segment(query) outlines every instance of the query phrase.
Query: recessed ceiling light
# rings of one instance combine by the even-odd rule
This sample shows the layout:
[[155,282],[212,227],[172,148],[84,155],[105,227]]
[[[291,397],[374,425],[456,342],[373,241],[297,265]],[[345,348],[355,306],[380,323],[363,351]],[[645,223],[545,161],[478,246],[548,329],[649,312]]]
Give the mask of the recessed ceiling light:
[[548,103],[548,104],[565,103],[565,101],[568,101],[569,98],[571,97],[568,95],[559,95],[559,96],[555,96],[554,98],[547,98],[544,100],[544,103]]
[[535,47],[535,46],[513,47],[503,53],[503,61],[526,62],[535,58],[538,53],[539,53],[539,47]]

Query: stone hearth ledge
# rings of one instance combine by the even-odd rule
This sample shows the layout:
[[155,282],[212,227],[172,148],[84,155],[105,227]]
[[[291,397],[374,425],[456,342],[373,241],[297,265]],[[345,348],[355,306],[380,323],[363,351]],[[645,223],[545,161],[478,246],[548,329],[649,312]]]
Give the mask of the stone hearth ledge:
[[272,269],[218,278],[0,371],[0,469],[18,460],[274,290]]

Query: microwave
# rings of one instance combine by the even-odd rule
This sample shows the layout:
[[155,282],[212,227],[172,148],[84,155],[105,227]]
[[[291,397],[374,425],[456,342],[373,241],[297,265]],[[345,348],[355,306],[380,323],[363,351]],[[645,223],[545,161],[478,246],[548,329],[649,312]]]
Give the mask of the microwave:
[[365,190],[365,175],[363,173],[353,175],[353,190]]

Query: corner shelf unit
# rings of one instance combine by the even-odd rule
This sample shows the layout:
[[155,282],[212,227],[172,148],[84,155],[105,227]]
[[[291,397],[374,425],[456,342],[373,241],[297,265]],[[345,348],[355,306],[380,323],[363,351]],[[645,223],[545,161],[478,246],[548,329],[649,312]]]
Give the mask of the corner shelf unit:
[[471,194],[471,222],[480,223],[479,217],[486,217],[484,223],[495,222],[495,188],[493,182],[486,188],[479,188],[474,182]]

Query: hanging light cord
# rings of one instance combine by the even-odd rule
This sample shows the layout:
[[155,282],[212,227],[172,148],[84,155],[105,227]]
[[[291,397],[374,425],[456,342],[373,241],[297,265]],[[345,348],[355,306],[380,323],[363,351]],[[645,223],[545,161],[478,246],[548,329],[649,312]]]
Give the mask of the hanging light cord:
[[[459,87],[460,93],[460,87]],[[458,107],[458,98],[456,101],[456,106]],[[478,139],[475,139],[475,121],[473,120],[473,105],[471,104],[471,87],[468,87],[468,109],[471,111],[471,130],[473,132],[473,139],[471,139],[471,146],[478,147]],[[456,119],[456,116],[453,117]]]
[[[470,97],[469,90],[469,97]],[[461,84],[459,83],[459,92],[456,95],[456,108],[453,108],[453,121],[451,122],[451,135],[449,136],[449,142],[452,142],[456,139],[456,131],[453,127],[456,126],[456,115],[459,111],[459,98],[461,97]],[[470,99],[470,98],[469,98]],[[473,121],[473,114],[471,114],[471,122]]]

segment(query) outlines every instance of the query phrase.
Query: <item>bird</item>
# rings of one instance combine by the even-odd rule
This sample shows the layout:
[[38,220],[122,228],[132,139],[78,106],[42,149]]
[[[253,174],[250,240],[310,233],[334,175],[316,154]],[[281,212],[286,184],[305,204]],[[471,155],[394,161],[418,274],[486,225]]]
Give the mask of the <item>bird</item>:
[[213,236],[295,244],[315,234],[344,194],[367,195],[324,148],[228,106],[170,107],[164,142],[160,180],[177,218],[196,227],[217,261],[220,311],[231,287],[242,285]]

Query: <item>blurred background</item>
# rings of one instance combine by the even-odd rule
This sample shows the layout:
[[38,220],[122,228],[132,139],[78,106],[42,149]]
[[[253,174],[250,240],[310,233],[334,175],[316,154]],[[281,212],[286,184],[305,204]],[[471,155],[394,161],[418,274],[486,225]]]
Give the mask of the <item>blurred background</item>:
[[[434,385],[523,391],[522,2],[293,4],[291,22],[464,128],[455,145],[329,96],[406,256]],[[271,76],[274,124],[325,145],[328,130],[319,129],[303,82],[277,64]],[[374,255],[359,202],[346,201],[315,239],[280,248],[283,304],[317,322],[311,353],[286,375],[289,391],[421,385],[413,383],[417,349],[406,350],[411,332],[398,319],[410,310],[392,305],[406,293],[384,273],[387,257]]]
——
» Task goal:
Format the lines as a numbered list, starting at the line containing "Query: corner shelf unit" and ending at the line containing "Give the mask of the corner", with both included and blank lines omitted.

» Solved problem:
1. Query: corner shelf unit
2. # rings of one instance combine by the even-odd rule
3. This sample shows the layout:
4. [[155,282],[212,227],[172,148],[84,155],[105,227]]
5. [[[291,397],[374,425],[456,342],[373,241],[297,265]],[[345,348],[355,306],[380,323],[363,351]],[[645,223],[545,161],[478,246],[548,329],[649,312]]]
6. Give the mask of the corner shelf unit:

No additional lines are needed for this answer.